====== SUPPLIED MATERIAL
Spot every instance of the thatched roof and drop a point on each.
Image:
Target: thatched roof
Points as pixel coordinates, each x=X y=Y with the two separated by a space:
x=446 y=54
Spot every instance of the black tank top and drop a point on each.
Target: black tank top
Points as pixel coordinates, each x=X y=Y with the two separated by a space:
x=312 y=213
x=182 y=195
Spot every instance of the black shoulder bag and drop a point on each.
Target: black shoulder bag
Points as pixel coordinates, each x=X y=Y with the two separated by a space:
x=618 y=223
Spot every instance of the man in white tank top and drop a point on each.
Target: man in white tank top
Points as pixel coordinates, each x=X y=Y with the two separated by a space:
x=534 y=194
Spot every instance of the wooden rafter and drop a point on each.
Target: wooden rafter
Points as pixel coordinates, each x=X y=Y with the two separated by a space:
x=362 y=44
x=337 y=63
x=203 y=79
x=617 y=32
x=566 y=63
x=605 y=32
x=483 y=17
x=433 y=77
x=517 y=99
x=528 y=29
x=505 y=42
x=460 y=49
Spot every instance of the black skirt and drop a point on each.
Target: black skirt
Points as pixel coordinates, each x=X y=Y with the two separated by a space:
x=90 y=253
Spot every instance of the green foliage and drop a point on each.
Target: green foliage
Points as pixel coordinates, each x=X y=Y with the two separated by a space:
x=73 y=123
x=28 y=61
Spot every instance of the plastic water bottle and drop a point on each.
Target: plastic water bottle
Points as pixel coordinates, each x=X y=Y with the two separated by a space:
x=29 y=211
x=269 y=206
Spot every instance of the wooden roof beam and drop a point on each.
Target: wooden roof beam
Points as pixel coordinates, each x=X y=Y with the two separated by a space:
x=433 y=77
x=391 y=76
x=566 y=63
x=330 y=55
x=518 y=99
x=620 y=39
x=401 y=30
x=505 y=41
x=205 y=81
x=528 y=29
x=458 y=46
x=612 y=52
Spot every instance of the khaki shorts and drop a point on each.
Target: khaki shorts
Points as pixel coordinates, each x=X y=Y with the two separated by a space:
============
WHAT YOU HAVE TO DO
Rewrite all of the records above, renaming "wooden rafter" as "roof rafter" at every occurrence and leaving everything else unchanged.

RESULT OF THIS TASK
Spot every instance of the thatched roof and drop a point on each.
Image:
Target: thatched roof
Points as pixel coordinates, each x=X y=Y with the two separated by a space:
x=446 y=54
Spot every instance of the black tank top and drop a point on each.
Target: black tank top
Points as pixel coordinates, each x=X y=Y with the two separated by a space:
x=312 y=213
x=182 y=195
Spot every instance of the black shoulder bag and drop a point on each.
Target: black shoulder bag
Points as pixel coordinates, each x=X y=Y with the two separated by a space:
x=618 y=223
Spot every instance of the man in white tank top and drop a point on each.
Target: man in white tank top
Points as pixel coordinates, each x=X y=Y with the two separated by a space:
x=534 y=194
Spot every instance of the roof rafter and drop a point on each.
Target: roof rafter
Points as pixel coordinates, each x=X y=Y with the two separated by a space:
x=362 y=44
x=337 y=63
x=203 y=79
x=617 y=32
x=566 y=63
x=605 y=32
x=483 y=17
x=433 y=77
x=517 y=99
x=528 y=29
x=505 y=42
x=460 y=49
Spot every instance of the black skirt and drop a point on each.
Target: black skirt
Points as pixel coordinates, each x=X y=Y with the two separated by a space:
x=90 y=253
Spot every instance of the green foliage and drop a point on each.
Target: green foliage
Points as pixel coordinates, each x=X y=Y with the two separated by a space:
x=73 y=123
x=28 y=61
Spot every instance of the plastic water bottle and drop a point on each.
Target: plastic water bottle
Points as pixel coordinates, each x=X y=Y with the two separated by a space:
x=29 y=211
x=269 y=206
Spot every instance of the wooden roof beam and drop a point on each.
Target: wooden roof beam
Points as pixel coordinates, each x=X y=Y with the two separated by a space:
x=433 y=77
x=391 y=76
x=566 y=63
x=330 y=55
x=518 y=99
x=620 y=39
x=401 y=30
x=505 y=41
x=205 y=81
x=528 y=29
x=458 y=46
x=612 y=52
Spot every instance of the khaki shorts and drop a point on each.
Target: khaki shorts
Points as pixel coordinates, each x=X y=Y with the two separated by a space:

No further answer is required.